*What you should do*
Find all the lines in the entries below that hold the word "pants" and copy them.

*Information supplied*
# # # # #
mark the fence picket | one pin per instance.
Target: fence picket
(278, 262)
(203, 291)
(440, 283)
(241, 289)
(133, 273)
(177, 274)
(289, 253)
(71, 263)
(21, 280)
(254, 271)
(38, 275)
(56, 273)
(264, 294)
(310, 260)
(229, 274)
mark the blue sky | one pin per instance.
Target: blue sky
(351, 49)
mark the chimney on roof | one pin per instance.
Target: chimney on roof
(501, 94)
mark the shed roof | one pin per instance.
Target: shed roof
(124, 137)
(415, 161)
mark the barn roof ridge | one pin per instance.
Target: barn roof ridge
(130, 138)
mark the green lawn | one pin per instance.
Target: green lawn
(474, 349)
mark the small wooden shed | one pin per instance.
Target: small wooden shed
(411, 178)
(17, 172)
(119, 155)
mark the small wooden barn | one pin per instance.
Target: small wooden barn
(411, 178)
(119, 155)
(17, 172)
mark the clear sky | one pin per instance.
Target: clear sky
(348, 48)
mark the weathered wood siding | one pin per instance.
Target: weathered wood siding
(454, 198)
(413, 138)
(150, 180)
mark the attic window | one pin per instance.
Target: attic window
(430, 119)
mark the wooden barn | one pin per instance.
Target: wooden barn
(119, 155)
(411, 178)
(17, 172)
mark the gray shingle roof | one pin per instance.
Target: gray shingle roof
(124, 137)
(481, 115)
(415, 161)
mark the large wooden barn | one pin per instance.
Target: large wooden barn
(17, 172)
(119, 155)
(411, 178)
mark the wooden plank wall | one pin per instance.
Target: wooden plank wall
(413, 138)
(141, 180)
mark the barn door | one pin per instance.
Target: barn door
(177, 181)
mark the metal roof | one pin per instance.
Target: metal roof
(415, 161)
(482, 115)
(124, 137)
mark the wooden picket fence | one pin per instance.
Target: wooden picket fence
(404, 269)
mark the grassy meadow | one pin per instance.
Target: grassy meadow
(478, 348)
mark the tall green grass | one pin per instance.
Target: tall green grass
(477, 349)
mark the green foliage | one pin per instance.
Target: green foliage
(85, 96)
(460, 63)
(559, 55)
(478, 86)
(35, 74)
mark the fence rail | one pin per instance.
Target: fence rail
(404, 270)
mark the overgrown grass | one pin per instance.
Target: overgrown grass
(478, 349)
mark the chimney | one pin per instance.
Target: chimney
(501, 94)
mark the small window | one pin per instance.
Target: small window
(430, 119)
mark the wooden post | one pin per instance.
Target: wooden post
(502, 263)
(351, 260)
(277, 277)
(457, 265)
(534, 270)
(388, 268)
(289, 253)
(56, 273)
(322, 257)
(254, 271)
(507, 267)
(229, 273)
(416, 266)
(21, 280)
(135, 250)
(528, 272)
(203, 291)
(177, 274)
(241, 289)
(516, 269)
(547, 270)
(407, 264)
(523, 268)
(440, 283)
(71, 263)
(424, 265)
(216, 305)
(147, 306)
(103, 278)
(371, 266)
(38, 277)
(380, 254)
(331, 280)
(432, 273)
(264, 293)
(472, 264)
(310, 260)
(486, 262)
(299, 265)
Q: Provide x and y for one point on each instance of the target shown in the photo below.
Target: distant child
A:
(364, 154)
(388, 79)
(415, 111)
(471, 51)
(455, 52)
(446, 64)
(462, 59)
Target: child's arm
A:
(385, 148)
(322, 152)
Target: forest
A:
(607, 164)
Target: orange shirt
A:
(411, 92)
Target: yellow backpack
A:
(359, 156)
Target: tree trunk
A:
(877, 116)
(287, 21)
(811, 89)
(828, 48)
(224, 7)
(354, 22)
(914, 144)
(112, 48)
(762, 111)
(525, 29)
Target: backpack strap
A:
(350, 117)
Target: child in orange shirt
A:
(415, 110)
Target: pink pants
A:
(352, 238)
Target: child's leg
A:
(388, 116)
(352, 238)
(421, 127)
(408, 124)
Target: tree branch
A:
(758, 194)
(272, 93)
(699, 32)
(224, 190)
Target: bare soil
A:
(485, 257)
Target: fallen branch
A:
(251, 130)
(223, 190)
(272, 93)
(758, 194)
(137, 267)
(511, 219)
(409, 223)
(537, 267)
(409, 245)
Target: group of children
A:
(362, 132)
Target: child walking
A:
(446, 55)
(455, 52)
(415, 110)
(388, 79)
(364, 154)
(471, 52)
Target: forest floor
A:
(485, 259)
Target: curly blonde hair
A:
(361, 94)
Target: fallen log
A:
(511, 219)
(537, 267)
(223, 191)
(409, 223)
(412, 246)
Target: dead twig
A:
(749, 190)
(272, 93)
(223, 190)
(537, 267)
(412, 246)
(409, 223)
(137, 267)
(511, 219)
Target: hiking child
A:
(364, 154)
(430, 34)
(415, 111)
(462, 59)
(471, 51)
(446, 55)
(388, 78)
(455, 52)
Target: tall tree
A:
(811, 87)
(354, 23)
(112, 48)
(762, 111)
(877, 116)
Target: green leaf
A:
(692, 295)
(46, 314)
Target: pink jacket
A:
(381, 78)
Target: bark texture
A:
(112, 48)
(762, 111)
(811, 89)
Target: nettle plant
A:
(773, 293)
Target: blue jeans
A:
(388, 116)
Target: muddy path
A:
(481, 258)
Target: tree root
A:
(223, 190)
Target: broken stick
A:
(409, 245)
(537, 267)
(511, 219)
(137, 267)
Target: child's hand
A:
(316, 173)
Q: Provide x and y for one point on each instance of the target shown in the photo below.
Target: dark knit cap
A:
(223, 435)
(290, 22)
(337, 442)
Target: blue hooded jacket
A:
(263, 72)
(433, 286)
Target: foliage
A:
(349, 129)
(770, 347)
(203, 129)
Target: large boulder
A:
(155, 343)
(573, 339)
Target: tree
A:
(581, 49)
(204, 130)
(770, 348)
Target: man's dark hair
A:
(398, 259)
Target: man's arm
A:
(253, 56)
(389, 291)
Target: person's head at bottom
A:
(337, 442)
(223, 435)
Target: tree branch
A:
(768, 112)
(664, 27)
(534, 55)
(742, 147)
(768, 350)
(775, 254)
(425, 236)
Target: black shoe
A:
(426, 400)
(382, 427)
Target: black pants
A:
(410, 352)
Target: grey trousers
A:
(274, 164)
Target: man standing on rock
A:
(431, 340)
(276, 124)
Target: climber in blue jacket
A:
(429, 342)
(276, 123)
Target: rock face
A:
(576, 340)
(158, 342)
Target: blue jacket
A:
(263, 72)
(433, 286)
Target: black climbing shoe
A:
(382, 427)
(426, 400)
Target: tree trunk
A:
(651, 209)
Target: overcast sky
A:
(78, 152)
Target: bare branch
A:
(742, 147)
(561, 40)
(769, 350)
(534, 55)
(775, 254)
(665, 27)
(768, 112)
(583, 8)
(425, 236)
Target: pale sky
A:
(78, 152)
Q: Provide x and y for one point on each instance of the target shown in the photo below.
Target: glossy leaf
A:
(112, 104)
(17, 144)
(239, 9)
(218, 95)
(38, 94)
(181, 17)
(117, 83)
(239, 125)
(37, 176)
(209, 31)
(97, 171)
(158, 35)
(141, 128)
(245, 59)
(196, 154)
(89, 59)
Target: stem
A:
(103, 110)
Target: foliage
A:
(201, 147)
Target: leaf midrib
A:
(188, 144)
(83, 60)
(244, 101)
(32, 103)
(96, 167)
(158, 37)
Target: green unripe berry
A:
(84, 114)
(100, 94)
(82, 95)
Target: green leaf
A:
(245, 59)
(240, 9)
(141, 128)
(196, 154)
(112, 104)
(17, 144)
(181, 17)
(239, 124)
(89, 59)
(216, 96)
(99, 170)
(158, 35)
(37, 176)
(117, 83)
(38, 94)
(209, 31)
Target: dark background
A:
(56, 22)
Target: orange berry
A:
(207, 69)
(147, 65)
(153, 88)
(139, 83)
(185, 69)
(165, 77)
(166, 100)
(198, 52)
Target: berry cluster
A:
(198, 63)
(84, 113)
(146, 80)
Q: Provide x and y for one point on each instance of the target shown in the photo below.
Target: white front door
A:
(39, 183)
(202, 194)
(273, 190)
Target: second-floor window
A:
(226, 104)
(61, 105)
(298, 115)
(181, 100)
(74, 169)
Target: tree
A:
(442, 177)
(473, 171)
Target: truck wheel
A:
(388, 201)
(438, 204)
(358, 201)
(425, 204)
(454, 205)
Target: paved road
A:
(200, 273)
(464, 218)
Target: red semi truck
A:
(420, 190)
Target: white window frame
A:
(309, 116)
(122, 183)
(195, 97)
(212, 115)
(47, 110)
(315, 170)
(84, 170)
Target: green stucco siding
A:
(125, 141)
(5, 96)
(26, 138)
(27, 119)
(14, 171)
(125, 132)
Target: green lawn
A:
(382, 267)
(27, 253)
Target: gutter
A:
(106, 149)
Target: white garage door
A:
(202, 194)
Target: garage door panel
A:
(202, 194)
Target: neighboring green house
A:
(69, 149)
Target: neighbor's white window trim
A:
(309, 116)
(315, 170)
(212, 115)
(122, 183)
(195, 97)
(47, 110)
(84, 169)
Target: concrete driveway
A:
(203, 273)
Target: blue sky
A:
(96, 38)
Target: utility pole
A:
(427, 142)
# # # # #
*Problem solution*
Target: pink pants
Target: black pants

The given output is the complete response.